Task statement - Please put the lines from the one containing "Exercise. Point out every instance of the front" through the end of the records into a JSON list of strings, one string per line, omitting blank lines.

Records -

——

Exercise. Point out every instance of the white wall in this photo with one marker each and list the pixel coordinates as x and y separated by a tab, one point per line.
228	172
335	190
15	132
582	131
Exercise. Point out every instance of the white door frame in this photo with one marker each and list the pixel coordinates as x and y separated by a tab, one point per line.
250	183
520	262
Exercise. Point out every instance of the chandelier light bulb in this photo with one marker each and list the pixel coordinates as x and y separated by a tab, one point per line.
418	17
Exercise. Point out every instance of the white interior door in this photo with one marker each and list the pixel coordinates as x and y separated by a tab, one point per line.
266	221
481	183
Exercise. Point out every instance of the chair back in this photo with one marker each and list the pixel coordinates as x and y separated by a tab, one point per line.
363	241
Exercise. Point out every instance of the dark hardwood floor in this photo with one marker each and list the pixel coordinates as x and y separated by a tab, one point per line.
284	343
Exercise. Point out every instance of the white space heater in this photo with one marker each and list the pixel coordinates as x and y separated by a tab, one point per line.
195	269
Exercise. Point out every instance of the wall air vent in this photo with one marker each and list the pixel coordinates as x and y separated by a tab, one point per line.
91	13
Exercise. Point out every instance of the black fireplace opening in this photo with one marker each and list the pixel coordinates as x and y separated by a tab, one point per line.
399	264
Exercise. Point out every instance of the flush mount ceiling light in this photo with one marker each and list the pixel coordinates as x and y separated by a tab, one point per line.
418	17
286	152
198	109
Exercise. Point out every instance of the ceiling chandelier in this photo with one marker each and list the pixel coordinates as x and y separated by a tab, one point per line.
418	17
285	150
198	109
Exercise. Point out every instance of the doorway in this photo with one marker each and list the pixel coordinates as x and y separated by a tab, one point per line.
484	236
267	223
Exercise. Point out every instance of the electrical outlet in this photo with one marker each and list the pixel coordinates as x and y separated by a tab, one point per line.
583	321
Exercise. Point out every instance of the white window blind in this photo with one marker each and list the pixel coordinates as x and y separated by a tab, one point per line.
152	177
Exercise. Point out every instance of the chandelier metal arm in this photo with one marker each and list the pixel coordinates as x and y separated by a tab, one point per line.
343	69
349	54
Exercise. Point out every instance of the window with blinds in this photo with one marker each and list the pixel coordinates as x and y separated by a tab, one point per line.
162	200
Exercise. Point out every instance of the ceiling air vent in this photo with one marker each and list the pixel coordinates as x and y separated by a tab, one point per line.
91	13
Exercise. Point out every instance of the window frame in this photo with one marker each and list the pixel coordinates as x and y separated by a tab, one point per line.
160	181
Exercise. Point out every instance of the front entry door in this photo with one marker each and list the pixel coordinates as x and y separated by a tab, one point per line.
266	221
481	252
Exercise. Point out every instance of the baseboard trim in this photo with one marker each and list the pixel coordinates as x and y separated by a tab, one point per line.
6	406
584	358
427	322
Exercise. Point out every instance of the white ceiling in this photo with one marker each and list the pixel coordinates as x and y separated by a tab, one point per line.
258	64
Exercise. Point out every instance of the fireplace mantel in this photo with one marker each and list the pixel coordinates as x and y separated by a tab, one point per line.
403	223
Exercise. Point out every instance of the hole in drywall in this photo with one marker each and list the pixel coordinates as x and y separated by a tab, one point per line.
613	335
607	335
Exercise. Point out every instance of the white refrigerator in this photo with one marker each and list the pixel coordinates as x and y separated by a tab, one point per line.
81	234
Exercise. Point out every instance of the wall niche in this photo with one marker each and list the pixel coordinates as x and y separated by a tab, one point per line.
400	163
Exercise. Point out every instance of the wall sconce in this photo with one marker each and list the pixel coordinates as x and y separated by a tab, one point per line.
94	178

——

Task answer -
[
  "Exercise. Point out every instance of the front entry door in this photo with one marker each and list the pixel coordinates as x and y separated by a tab, one point per line.",
  "266\t221",
  "481\t252",
  "Exercise. Point out every instance of the baseboard trim in this photo with one marker each and list the pixel coordinates as x and y separated by a tab, one point per line.",
  "6\t406",
  "584\t358",
  "427\t322",
  "Exercise. Point out every instance of the white ceiling in this photo with one marker each and list the pixel coordinates as x and y separated by a tab, one point per line.",
  "258\t64",
  "Exercise. Point out every instance of the fireplace mantel in this photo with one marker each and list the pixel coordinates as x and y separated by a tab, one point per line.",
  "403\t223",
  "Exercise. Point out every instance of the hole in drywall in this photo with one marker each and list the pixel coordinates as x and y separated by a tab, one point per line.",
  "613\t335",
  "607\t335",
  "Exercise. Point out every instance of the white refrigerator in this photo with one marker each and list the pixel coordinates as x and y separated by a tab, one point per line.",
  "81\t234",
  "Exercise. Point out every instance of the wall niche in this photo with one marker each and list the pixel coordinates as x and y separated by a tab, one point per line.",
  "400\t163",
  "Exercise. Point out every instance of the wall sconce in this photo with one marker each and list the pixel coordinates as x and y separated by a tab, one point per line.",
  "94\t178"
]